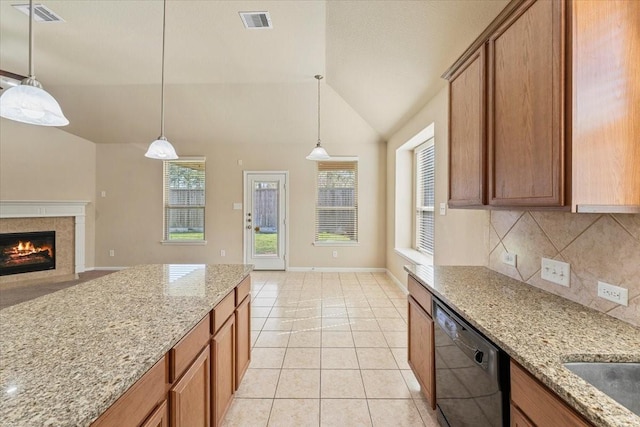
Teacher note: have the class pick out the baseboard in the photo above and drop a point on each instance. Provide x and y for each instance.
(337, 269)
(398, 283)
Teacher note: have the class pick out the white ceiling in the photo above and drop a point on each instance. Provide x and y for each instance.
(383, 58)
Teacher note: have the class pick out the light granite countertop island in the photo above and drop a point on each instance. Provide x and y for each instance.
(540, 331)
(66, 357)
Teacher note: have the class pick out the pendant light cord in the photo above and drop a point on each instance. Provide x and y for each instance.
(31, 73)
(318, 77)
(164, 24)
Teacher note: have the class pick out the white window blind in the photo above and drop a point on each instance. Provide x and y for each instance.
(425, 196)
(184, 199)
(337, 203)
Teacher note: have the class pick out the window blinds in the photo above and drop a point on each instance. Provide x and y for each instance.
(184, 199)
(425, 196)
(337, 202)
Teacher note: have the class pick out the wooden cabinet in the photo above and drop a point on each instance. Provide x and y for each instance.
(467, 133)
(536, 405)
(223, 369)
(190, 396)
(560, 109)
(606, 106)
(159, 417)
(194, 383)
(526, 107)
(136, 405)
(421, 348)
(243, 339)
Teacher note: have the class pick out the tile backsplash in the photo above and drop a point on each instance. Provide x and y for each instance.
(599, 247)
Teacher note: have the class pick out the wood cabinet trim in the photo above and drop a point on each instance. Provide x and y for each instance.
(223, 311)
(188, 348)
(180, 418)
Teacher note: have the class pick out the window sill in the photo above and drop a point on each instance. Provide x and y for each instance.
(184, 242)
(335, 243)
(414, 256)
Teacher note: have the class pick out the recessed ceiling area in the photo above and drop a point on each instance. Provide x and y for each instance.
(382, 59)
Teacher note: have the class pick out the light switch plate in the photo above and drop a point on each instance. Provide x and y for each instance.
(557, 272)
(613, 293)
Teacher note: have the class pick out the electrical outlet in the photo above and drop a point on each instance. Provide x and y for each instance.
(613, 293)
(509, 258)
(557, 272)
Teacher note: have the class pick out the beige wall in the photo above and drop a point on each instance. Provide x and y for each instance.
(129, 218)
(460, 235)
(44, 163)
(598, 247)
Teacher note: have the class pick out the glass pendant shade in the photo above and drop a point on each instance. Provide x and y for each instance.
(29, 103)
(161, 149)
(318, 153)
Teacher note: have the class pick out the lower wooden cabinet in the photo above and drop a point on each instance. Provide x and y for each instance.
(421, 350)
(243, 339)
(190, 396)
(223, 369)
(159, 417)
(533, 404)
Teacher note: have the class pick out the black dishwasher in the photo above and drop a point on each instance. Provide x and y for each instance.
(472, 375)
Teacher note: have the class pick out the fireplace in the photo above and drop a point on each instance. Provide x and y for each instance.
(27, 252)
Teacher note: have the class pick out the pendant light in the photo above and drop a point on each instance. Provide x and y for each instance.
(161, 148)
(318, 153)
(28, 102)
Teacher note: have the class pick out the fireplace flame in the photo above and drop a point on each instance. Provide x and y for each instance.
(27, 248)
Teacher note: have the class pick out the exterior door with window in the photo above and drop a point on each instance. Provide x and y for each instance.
(265, 220)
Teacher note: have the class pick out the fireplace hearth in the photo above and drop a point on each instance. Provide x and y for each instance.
(27, 252)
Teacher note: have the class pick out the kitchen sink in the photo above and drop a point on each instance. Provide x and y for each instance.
(619, 381)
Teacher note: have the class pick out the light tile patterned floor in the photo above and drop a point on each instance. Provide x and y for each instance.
(329, 349)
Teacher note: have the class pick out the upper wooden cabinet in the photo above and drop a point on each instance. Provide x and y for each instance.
(526, 141)
(557, 96)
(467, 138)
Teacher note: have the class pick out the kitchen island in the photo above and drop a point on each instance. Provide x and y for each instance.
(65, 358)
(540, 331)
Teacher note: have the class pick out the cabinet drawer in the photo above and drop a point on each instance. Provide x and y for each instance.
(242, 290)
(183, 353)
(539, 404)
(223, 311)
(139, 401)
(420, 294)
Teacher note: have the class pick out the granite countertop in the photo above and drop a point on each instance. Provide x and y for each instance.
(66, 357)
(540, 331)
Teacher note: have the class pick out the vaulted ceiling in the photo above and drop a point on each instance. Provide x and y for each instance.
(382, 58)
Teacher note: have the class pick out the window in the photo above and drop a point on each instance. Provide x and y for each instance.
(425, 196)
(337, 204)
(184, 199)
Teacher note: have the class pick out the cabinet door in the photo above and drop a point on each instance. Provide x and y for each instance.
(526, 107)
(467, 135)
(421, 350)
(159, 417)
(243, 339)
(190, 396)
(223, 350)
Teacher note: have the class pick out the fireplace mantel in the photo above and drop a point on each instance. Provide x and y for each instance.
(52, 208)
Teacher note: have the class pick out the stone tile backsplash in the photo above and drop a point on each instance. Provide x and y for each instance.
(599, 247)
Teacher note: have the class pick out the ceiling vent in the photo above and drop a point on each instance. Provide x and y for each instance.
(41, 13)
(256, 20)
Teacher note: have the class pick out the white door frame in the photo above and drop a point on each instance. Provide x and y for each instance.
(284, 227)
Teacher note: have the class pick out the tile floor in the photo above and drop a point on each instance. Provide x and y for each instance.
(329, 349)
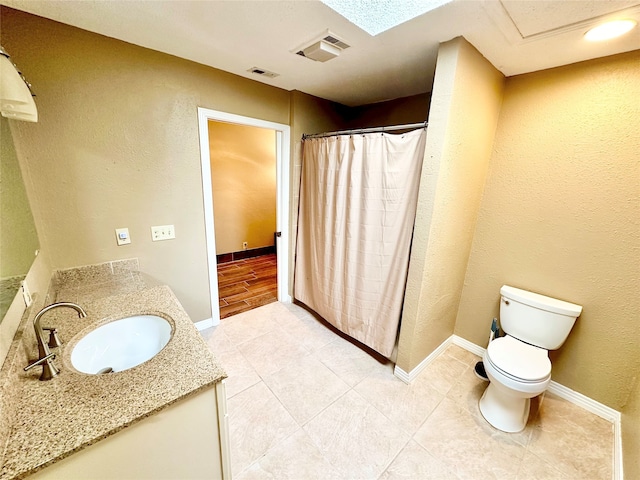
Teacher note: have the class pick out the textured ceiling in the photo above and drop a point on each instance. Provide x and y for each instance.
(517, 36)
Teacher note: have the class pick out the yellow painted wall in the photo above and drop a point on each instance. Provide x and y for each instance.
(560, 216)
(631, 433)
(18, 236)
(116, 145)
(465, 103)
(243, 177)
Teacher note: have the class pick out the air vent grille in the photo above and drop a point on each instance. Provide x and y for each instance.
(336, 41)
(263, 72)
(322, 48)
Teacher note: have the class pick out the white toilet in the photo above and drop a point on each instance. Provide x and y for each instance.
(518, 364)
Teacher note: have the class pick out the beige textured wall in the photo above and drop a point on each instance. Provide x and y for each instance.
(243, 177)
(413, 109)
(465, 104)
(560, 216)
(116, 145)
(18, 236)
(631, 433)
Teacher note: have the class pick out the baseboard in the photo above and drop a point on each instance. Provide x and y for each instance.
(411, 376)
(589, 404)
(204, 324)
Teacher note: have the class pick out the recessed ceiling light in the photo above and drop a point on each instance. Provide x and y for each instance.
(377, 16)
(609, 30)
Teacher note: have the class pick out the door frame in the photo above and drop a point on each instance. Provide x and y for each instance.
(283, 159)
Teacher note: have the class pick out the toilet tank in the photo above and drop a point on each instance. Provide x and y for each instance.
(536, 319)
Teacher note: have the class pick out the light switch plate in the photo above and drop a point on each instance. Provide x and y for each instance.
(163, 232)
(122, 236)
(26, 294)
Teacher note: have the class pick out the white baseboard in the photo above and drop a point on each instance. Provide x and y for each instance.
(204, 324)
(411, 376)
(589, 404)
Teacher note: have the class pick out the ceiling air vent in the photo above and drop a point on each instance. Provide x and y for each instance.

::::

_Exercise details_. Reproduce every line of the material precisely, omitting its pictures.

_Solution for this problem_.
Teacher note: have the class pick out the baseboard in the photo above and drop a point on each instance. Provide x and y for each instance.
(337, 269)
(398, 283)
Teacher note: have the class pick out the white ceiling in the photo above and drop a point on each instance. Provide x and y for each instance.
(383, 58)
Teacher note: have the class pick out the light granite countertop island in the photo above and drop a point on each instance. Provide x and y for each instance.
(540, 331)
(66, 357)
Teacher note: have the class pick out the pendant light cord in the photo above and drop a point on each instance. Provide x and y for each instance.
(31, 73)
(318, 77)
(164, 24)
Teacher note: have the class pick out the white window blind in the photo above and drop a point on each instance. Provide x and y for each instance.
(425, 196)
(184, 199)
(337, 203)
Teacher note: have the class pick out the window blinds in the photo above and drop a point on each instance. Provide x and y for each instance.
(184, 199)
(425, 196)
(337, 202)
Teacher note: have the class pick out the wooden cabinet in the photo above and drop a point on each instance. Provide x and y for each instance.
(467, 133)
(536, 405)
(223, 369)
(190, 396)
(560, 109)
(606, 106)
(159, 417)
(194, 383)
(526, 107)
(136, 405)
(421, 348)
(243, 339)
Teacher note: have the class pick out the tile backsplash in the photo above and drop a point on each instance. Provide x and y for each instance.
(599, 247)
Teacher note: have the class pick out the wood cabinet trim in the photo above and drop a point on each instance. Provide x and y for each instance.
(223, 311)
(188, 348)
(180, 418)
Teacher note: have the class pick out the window sill in the photo above and drop a point on each instance. Provide x and y for each instance.
(184, 242)
(335, 243)
(414, 256)
Teacher note: have the class pick out the recessed ceiling area in the photo above and drop a point on each instance. Provide x and y for each instance.
(382, 59)
Teacher note: have the class pick out the light switch plate in the photo above and drop a point on each instance. Provide x and y for each instance.
(557, 272)
(613, 293)
Teacher note: have the class pick out the electrical outlet in the photo above and drop a point on each instance. Provide x and y for each instance.
(613, 293)
(509, 258)
(557, 272)
Teacher note: have the class pick out the beige wall in the photo above and drop a point on each instance. Provide x and y for each instance.
(129, 218)
(460, 235)
(44, 163)
(598, 247)
Teacher note: have the class pick out the glass pendant shade in the photo above and drop a point on each instance. Provide x and y for each instance.
(29, 103)
(161, 149)
(318, 153)
Teacher note: have the class pick out the lower wooden cabinet in the photo above and drop a point on each instance. Provide x and y for each instance.
(421, 350)
(243, 339)
(190, 396)
(223, 369)
(159, 417)
(533, 404)
Teacher note: have the class pick out the black dishwasher in the photo above and drop a point on each instance. Provide x and y for each instance.
(472, 375)
Teacher note: have the class pick out the fireplace in the photo above and drop a point on each instance. Provide x and y for each instance.
(27, 252)
Teacher note: have the class pick out the pendant light in the photo above and drop a point on each instance. Provide x and y for each instance.
(161, 148)
(318, 153)
(28, 102)
Teacher note: have the class pick out the fireplace flame in the photo above and drop a point on each instance. Provide x and y for each instance.
(27, 248)
Teacher note: have the class pick out the exterior door with window in the photo above and drop a point on each instance. Provide x and y for each instance.
(265, 220)
Teacher note: have the class pick out the fireplace hearth in the photo above and drop a point on each instance. Provide x and y for each instance.
(27, 252)
Teacher note: have the class pick out the kitchen sink in the photo above and drop a point on each instance. Provide x and y for each instance.
(619, 381)
Teacher note: have the class pick out the light tile patterned floor in the photo above and drop a point on each instance. Provide x and y for each instance.
(329, 349)
Teacher note: have the class pick out the upper wooden cabinet in the photo above and drop a point on each instance. Provide x and y for each instance.
(526, 141)
(557, 96)
(467, 138)
Teacher note: have the class pick out the kitchen island in the photo above and drop a point on each instance. Provide x and y for each instance.
(65, 358)
(540, 331)
Teacher note: have the class pick out the cabinet drawer in the photo above and drop a point on each instance. Provide x and y for each instance.
(242, 290)
(183, 353)
(539, 404)
(223, 311)
(139, 401)
(420, 294)
Teacher note: have the class pick out the granite countertop in the photo above and drop a point on each instance. Provide x and y for each instance.
(66, 357)
(540, 331)
Teacher note: have the class pick out the vaulted ceiling in the photo above and drop a point on each instance. Provide x and y for each instance.
(382, 58)
Teacher note: have the class pick out the window in the photo above and drop a point on each instance. Provide x and y for each instance.
(425, 196)
(337, 204)
(184, 199)
Teacher note: have the class pick out the cabinet door in the photo above and drop a point on each instance. Provide x and y for each instance.
(526, 107)
(467, 135)
(421, 350)
(159, 417)
(243, 339)
(190, 396)
(223, 350)
Teacher note: have the class pick out the fireplace mantel in the photo above and drop a point on each instance. Provide x and y for each instance.
(52, 208)
Teacher note: have the class pick out the stone tile backsplash in the photo above and drop a point on each instance. Provide x and y for each instance.
(599, 247)
Teacher note: have the class pick out the ceiling vent in the photo above and drop a point on each instance. Provide x and y for each instance.
(41, 13)
(256, 20)
Teacher note: have the class pick out the white door frame in the photo above and drop a point on each instance. Provide x and y for each instance.
(284, 227)
Teacher note: have the class pick out the tile floor in the photo above and drop a point on each instance. Provide x and y for each instance.
(329, 349)
Teacher note: have the class pick out the textured ceiling in the photo above and drop a point on each instance. Provide x and y for each instance.
(517, 36)
Teacher note: have the class pick out the yellow painted wall in the photo above and drop a point on each instance. Provide x and y for each instance.
(560, 216)
(631, 433)
(18, 236)
(116, 145)
(465, 103)
(243, 177)
Teacher note: have the class pick out the air vent grille in the photo above and drop a point on each instance. Provide x and y for each instance.
(336, 41)
(263, 72)
(322, 48)
Teacher note: have the class pick out the white toilet in the photo above and drop a point on each instance. Provide x and y for each instance.
(518, 364)
Teacher note: have the class pick out the beige textured wall in the photo above and drop a point on each instance. Provide x and y for each instance.
(243, 177)
(413, 109)
(465, 104)
(560, 216)
(116, 145)
(18, 236)
(631, 433)
Teacher note: have the class pick out the baseboard in the photo above and drop a point on each instance. Provide x and y for each instance.
(411, 376)
(589, 404)
(204, 324)
Teacher note: have the class pick out the recessed ceiling light in the photo above and drop a point on each instance. Provide x and y for each instance.
(377, 16)
(609, 30)
Teacher note: have the class pick out the door frame in the photo above and drop a point on each instance. Provide x and y for each instance.
(283, 159)
Teacher note: have the class pick out the toilet tank in the photo above and drop a point on each instance. Provide x and y for each instance.
(536, 319)
Teacher note: have the class pick out the light switch plate in the photo above and drop a point on each instance. Provide x and y for each instance.
(163, 232)
(122, 236)
(26, 294)
Teacher note: have the class pick out the white baseboard in the photo above and drop a point on each instance. Provide x and y for each instance.
(204, 324)
(411, 376)
(589, 404)
Teacher note: have the class pick out the ceiling air vent in the photo above and drop a point on each instance. Provide x and y for each instance.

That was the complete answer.